• **AIM**: Rewrite the entries as a Markdown table with the columns Row and Line, starting at the first line and ending at the line that contains "output: a list". Give each line its own numbered row and leave out blank lines.

• **ITEMS**:
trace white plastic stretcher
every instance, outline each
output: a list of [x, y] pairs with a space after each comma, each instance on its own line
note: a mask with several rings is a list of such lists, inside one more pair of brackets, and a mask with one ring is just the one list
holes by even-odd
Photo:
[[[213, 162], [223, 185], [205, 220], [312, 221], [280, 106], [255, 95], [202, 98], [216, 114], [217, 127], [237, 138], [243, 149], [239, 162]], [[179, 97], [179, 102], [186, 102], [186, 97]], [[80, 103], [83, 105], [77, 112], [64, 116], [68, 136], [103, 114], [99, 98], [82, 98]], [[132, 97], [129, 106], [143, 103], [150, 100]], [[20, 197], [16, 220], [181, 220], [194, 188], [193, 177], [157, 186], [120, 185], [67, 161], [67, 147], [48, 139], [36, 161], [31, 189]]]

• **WORKED ANSWER**:
| Row | Line |
|---|---|
| 1 | trace white plastic stretcher |
| 2 | every instance, outline each |
| 3 | output: a list of [x, y] pairs with a space after each comma, each instance on its own line |